# Data science for Doctors: Cluster Analysis Exercises

Data science enhances people’s decision making. Doctors and researchers are making critical decisions every day. Therefore, it is absolutely necessary for those people to have some basic knowledge of data science. This series aims to help people that are around medical field to enhance their data science skills.

We will work with a health related database the famous “Pima Indians Diabetes Database”. It was generously donated by Vincent Sigillito from Johns Hopkins University. Please find further information regarding the dataset here.

This is the ninth part of the series and it aims to cover the very basics of the subject of cluster analysis.

In my opinion, it is necessary for researchers to know how to discover relationships between patients and diseases. Therefore in this set of exercises we will go through the basics of cluster analysis relationship discovery. In particular we will use hierarchical clustering and centroid-based clustering , k-means clustering and k-median clustering.

Before proceeding, it might be helpful to look over the help pages for the `ggplot`

, `geom_point`

, `dist`

, `hclust`

, `cutree`

, `stats::rect.hclust`

, `multiplot`

, `kmeans`

, `kGmedian`

.

Moreover please load the following libraries.

`install.packages("ggplot2")`

`library(ggplot2)`

`install.packages("Gmedian")`

`library(Gmedian)`

Please run the code below in order to load the data set and transform it into a proper data frame format:

`url <- "https://archive.ics.uci.edu/ml/machine-learning-databases/pima-indians-diabetes/pima-indians-diabetes.data"`

`data <- read.table(url, fileEncoding="UTF-8", sep=",")`

`names <- c('preg', 'plas', 'pres', 'skin', 'test', 'mass', 'pedi', 'age', 'class')`

`colnames(data) <- names`

`data <- data[-which(data$mass ==0),]`

Answers to the exercises are available here.

Data supplied:

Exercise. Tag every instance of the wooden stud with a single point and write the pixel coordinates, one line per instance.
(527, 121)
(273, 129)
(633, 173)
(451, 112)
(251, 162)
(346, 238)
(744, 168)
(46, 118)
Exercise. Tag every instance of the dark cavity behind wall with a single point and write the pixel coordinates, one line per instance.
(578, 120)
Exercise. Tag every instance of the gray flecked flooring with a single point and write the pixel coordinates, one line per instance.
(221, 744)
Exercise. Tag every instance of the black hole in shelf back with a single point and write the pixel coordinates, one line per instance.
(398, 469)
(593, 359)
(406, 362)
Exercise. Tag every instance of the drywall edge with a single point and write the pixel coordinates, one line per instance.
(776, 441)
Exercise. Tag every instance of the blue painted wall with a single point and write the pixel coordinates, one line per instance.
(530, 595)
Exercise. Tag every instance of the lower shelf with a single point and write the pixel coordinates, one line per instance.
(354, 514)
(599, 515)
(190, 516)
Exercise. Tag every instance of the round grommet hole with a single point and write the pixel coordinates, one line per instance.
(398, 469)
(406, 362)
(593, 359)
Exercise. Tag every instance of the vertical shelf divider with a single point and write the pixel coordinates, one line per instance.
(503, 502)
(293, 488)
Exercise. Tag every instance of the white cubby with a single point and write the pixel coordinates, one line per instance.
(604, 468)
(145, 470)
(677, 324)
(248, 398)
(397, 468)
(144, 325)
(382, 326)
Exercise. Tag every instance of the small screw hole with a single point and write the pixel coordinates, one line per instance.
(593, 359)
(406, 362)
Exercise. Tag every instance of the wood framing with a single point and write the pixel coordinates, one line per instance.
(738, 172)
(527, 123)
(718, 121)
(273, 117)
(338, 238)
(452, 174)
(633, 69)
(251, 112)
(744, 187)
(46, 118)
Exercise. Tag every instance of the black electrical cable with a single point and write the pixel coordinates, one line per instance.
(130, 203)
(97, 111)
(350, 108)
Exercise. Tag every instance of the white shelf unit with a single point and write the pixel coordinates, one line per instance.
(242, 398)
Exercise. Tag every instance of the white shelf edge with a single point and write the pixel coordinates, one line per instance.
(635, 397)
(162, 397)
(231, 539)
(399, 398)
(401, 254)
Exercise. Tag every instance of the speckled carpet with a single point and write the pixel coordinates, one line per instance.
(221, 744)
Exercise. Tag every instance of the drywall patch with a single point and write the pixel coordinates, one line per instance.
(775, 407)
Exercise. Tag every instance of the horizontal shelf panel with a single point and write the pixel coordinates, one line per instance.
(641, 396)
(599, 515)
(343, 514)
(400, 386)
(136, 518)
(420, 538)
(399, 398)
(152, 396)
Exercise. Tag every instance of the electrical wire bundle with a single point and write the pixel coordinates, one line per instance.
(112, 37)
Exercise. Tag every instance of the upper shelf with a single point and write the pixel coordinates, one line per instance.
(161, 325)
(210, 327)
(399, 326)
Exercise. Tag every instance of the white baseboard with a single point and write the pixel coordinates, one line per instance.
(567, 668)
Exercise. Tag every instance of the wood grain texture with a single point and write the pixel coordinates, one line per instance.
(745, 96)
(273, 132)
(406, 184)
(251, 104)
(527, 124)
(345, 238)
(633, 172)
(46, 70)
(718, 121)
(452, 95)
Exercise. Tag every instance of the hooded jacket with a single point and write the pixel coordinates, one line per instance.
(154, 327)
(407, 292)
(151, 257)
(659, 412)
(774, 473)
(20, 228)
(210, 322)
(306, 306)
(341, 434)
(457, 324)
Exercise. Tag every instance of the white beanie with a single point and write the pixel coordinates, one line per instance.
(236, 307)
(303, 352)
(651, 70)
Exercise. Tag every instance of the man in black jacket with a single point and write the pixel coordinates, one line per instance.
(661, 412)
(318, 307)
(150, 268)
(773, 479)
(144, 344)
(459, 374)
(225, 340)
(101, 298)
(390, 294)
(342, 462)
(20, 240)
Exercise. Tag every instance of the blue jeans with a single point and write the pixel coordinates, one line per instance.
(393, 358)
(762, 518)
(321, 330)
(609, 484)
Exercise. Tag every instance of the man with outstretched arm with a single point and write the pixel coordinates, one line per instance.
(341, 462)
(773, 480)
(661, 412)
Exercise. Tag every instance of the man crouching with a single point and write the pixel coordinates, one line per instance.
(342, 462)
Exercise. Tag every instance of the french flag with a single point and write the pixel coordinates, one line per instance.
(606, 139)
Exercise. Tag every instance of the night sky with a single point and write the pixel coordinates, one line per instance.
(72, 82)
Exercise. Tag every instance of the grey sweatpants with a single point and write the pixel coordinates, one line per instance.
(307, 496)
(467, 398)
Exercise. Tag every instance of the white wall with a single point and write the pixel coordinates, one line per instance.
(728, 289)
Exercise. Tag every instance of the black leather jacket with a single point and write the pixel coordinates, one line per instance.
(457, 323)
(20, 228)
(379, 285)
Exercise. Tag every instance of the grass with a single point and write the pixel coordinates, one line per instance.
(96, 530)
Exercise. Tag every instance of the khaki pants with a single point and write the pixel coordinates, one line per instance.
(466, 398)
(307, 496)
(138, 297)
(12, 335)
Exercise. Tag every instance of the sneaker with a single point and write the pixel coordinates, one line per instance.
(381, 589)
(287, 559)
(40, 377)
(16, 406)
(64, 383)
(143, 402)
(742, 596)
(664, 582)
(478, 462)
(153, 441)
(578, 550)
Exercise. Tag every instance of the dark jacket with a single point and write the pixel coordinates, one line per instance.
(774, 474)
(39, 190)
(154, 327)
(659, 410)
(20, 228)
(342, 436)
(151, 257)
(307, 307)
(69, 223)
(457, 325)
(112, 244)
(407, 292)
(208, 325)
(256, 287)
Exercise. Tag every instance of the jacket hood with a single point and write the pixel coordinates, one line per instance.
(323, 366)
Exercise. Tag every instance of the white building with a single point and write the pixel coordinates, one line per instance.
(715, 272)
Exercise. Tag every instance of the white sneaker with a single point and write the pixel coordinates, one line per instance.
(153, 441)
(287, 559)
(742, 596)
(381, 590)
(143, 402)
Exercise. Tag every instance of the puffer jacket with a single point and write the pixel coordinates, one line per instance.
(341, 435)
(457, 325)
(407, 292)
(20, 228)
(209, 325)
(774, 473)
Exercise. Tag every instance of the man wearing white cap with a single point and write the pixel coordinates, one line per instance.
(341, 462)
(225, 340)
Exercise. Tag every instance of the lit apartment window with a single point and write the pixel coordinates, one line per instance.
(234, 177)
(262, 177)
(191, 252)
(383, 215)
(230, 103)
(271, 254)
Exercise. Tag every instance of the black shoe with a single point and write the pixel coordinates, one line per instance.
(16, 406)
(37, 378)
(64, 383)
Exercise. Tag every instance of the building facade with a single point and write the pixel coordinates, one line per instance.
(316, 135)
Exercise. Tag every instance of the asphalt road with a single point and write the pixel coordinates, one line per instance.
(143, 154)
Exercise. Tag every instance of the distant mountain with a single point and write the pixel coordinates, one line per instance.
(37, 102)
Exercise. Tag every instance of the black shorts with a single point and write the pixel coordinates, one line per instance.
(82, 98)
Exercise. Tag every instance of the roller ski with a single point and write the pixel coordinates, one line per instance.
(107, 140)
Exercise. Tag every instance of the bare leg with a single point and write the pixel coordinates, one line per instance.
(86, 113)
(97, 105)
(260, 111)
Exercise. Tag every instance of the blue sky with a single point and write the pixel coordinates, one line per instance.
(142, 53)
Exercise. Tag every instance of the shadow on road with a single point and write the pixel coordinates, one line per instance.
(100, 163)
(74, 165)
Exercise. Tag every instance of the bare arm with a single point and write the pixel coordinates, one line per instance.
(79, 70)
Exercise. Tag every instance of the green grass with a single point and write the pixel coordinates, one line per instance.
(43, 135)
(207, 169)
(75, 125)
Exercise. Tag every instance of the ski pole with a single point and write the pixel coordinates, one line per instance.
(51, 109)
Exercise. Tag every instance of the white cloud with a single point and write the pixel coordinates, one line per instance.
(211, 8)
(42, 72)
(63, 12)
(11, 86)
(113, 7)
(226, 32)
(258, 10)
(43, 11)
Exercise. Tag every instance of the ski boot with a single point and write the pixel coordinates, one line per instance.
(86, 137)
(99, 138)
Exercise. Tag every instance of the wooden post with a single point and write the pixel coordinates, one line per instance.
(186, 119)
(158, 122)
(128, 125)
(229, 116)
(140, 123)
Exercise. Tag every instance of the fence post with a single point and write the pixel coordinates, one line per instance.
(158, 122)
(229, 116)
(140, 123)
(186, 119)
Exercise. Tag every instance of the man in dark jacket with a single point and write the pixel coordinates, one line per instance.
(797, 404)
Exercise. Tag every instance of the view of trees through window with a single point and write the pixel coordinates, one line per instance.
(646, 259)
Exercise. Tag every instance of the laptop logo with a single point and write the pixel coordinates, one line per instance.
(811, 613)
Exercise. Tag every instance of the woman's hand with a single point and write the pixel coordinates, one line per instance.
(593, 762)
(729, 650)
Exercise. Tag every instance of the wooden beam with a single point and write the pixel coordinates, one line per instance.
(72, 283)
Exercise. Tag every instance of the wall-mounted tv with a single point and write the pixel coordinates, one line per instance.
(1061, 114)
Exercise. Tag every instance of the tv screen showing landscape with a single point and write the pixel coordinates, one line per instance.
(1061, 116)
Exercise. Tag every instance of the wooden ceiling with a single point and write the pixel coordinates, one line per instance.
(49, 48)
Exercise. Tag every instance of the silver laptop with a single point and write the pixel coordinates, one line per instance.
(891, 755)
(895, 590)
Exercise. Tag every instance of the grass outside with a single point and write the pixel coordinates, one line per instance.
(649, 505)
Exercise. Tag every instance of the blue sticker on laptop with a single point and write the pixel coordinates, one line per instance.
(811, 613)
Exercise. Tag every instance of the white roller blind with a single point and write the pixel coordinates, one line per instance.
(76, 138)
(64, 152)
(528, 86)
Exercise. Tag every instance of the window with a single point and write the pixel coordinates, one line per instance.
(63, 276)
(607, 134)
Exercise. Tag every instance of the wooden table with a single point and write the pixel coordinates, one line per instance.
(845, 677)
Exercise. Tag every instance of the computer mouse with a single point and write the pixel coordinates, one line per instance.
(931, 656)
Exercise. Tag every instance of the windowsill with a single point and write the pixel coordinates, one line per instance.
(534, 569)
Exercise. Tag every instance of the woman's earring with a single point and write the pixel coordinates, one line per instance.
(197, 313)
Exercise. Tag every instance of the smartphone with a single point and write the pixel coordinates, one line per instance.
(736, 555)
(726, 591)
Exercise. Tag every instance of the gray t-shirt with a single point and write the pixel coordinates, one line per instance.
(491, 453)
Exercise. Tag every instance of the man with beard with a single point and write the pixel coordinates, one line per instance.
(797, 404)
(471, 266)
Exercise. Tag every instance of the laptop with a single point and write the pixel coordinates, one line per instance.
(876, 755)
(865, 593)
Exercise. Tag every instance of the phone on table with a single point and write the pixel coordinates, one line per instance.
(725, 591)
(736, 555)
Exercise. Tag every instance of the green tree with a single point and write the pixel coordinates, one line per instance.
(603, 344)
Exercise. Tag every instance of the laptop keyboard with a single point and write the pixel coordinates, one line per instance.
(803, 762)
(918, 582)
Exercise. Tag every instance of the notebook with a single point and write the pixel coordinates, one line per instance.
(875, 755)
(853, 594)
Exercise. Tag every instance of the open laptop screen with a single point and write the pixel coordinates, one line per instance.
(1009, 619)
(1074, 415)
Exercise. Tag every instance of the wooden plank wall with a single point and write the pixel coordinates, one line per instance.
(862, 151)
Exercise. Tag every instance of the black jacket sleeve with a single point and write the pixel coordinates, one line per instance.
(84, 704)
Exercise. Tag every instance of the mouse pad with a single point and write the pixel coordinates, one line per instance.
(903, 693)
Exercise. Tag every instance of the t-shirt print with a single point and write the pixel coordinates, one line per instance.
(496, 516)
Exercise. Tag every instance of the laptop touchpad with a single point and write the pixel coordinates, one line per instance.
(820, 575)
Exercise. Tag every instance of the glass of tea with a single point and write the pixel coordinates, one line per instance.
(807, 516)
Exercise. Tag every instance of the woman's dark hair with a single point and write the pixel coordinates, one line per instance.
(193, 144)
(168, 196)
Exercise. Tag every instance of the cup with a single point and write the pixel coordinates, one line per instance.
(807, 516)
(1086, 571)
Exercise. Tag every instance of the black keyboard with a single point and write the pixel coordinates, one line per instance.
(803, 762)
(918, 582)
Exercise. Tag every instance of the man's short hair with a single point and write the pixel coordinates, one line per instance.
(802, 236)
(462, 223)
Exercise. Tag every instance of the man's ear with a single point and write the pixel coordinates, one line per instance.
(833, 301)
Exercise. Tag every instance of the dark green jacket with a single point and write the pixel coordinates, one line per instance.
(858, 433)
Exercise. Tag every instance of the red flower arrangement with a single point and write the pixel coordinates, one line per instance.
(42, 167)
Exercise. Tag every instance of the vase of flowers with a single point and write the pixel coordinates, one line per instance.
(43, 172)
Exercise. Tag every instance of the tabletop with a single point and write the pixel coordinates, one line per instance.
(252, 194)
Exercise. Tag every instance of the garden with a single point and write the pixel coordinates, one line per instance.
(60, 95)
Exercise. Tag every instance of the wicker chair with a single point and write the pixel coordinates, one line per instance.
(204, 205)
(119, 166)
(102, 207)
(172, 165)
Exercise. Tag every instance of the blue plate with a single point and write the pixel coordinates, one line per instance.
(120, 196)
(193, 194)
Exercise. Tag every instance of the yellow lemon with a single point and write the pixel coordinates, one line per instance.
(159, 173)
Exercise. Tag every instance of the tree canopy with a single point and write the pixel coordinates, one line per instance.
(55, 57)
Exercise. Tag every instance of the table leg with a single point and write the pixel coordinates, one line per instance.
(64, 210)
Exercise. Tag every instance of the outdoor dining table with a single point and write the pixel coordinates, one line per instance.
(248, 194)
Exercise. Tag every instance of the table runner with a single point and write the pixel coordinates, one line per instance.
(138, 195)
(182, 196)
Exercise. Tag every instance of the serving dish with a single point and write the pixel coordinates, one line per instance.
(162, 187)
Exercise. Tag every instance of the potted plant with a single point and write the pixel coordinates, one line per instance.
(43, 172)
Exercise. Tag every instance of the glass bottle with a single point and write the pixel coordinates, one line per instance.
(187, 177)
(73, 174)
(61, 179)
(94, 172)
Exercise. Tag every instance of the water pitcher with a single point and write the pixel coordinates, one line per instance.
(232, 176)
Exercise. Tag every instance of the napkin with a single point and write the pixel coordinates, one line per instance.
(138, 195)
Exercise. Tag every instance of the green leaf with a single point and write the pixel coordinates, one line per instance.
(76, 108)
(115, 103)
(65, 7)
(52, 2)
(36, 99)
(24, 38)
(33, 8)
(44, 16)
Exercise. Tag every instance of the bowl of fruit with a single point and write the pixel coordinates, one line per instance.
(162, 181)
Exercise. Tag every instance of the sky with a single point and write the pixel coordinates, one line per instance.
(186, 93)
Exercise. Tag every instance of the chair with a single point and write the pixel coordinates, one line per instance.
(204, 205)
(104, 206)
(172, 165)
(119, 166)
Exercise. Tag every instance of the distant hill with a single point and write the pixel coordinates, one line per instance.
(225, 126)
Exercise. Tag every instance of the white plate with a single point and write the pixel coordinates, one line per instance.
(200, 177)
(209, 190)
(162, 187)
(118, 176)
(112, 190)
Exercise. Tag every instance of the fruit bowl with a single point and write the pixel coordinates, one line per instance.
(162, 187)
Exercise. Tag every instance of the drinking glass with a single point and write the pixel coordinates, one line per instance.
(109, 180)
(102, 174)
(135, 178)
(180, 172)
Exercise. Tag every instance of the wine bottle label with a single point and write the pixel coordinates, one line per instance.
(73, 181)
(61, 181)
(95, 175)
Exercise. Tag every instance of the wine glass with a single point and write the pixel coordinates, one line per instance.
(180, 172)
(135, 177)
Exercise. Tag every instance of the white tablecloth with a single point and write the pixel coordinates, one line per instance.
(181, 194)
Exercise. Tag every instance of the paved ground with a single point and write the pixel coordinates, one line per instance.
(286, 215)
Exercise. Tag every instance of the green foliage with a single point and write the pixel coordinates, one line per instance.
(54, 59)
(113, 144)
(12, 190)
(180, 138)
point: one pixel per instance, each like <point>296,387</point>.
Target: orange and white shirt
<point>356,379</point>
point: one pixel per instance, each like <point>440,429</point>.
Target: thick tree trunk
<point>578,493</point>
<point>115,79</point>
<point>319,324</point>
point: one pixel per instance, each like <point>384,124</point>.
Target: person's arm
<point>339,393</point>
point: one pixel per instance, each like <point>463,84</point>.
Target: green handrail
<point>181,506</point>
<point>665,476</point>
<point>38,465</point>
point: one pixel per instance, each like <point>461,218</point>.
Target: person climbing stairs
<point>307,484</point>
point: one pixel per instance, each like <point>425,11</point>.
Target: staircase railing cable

The problem: Extend the cluster analysis exercise page on the Pima diabetes data, writing the next part that follows its final line.

Written answer:
If you obtained a different (correct) answer than those listed on the solutions page, please feel free to post your answer as a comment on that page.

Exercise 1

Construct a scatterplot with x-axis to be the `mass`

variable and y-axis to be the `age`

variable. Moreover, determine the colour of the points based on the class of the candidate (0 or 1).

Exercise 2

Create a distance matrix for the data.

Exercise 3

Make an hierarchical clustering analysis using the single linkage method. Then create an object that contains only two clusters.

Exercise 4

Make an hierarchical clustering analysis using the complete linkage method(default). Then create an object that contains only two clusters.

Exercise 5

Construct the trees that are produced by exercises 2 and 3 and draw the two clusters(at the plots).

hint: rect.hclust

**Learn more**about cluster analysis in the online course Applied Multivariate Analysis with R. In this course you will learn how to work with hiërarchical clustering, k-means clustering and much more.

Exercise 6

Construct two scatterplot with x-axis to be the `mass`

variable and y-axis to be the `age`

variable. Moreover, determine the colour of the points based on the cluster that those points belong to. Each scatterplot is for different clustering method.

If possible illustrate those scatterplots (each one at a time) next to the plot of exercise 1, to see whether the clustering can discriminate the positive classified from the negative classified patients. In case you didn’t do that, find it at the solution’s section, I highly encourage you to check it out.

Exercise 7

Run the following in order to create dummy variables `data_mat <- model.matrix(~.+0, data = data)`

.

Make a centroid-based cluster analysis using the k-means method with k to be 2. Apply the k-mean clustering on the `data_mat`

data frame.

Exercise 8

Construct a scatterplot with x-axis to be the `mass`

variable and y-axis to be the `age`

variable. Moreover, determine the colour of the points based on the cluster (retrieved from k-mean method) that those points belong to.

If possible illustrate those scatterplot next to the plot of exercise 1.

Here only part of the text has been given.